◆ Provided text ◆
Vinny Arora Dhoopar ( Arora; born 28 June 1991) is an Indian television actress. She started her acting career with Kasturi. She later appeared in Kuchh Is Tara and Aathvaan Vachan. She went on to portray prominent roles in shows like Maat Pitaah Ke Charnon Mein Swarg, Shubh Vivah and Itna Karo Na Mujhe Pyaar. She was last seen playing Juhi Sethi in Colors TV's Laado – Veerpur Ki Mardani.

Personal life
Arora married actor Dheeraj Dhoopar on 16 November 2016 in Delhi. They first met on the sets of Maat Pitaah Ke Charnon Mein Swarg in 2009. In April 2022, they announced that they were expecting their first child. On 10 August 2022, the couple had their first child, a boy.

◆ Listed records ◆
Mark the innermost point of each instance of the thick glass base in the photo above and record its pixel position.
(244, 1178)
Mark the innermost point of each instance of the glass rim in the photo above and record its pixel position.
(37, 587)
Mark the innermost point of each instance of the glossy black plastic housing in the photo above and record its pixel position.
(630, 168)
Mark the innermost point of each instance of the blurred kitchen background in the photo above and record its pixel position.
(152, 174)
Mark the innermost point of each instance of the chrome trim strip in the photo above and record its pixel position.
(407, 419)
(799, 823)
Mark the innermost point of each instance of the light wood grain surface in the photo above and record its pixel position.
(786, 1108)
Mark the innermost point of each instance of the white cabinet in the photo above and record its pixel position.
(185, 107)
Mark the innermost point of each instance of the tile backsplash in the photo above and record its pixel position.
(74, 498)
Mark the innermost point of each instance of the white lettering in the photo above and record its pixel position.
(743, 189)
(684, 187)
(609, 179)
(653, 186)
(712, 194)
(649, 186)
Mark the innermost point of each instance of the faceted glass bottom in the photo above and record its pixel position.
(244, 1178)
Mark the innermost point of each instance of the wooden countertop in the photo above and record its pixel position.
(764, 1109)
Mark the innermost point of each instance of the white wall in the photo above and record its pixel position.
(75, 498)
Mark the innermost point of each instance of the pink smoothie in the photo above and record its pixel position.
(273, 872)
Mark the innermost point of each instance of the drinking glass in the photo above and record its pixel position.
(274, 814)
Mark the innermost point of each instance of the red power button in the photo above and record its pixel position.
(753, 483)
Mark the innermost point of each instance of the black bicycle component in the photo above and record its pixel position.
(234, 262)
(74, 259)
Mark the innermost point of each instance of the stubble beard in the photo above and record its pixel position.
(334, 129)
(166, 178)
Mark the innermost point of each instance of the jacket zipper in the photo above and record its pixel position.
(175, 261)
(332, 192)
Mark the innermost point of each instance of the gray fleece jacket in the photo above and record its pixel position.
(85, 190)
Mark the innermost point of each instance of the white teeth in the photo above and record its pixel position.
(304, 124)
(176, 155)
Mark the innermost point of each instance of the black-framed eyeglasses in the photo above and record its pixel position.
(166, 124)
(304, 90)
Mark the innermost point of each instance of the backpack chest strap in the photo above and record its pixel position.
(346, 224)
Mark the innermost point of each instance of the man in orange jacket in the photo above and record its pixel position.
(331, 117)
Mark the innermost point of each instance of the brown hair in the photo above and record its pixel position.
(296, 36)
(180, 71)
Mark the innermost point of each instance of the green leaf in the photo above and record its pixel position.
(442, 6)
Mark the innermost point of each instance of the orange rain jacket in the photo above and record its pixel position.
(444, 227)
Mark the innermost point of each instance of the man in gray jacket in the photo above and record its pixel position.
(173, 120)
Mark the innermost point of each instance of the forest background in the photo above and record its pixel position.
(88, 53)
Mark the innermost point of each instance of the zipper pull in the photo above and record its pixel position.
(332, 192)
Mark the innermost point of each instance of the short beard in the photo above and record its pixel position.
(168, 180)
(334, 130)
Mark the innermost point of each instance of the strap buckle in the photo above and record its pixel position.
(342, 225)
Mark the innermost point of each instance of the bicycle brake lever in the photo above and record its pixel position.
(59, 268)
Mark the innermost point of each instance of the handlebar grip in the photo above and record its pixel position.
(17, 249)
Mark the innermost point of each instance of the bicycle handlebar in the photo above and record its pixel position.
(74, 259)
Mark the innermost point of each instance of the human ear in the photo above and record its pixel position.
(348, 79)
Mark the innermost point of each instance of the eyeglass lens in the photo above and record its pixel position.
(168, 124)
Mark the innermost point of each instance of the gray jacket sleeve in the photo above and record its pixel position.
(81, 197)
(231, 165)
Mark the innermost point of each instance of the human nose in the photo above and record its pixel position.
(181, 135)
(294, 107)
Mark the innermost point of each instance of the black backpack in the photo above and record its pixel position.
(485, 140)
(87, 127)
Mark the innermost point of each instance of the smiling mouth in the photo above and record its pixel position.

◆ Your tasks ◆
1. Answer these from the text about Vinny Arora Dhoopar:
(a) In which show did she begin her acting career?
(b) In what city did she marry Dheeraj Dhoopar?
(c) What character was she last seen playing in Laado – Veerpur Ki Mardani?
2. Write a continuation of the text about Vinny Arora Dhoopar, starting after its last sentence.

◆ Answers to the exercise ◆
1.
(a) Kasturi
(b) Delhi
(c) Juhi Sethi

2.
Career
Arora started working at a very young age. Her first appearance on television was at the age of 16. She has bagged most of the notable roles till date. She has been part of many entertainment channels like Star Plus, Sony TV, Colors TV and Life OK. She was seen in Yeh Hai Aashiqui on Bindass for an episode The Other Mummy as Sachi. Apart from TV soaps, Arora also appeared on a TV commercial for Sonata Watches Wedding Collection in 2015. She played the role of Asha, a teacher in the award-winning film Dhanak in 2016. She was last seen playing the role of Juhi Sethi in Laado – Veerpur Ki Mardani on Colors TV and Surbhi in the web series Pati Patni Aur Woh.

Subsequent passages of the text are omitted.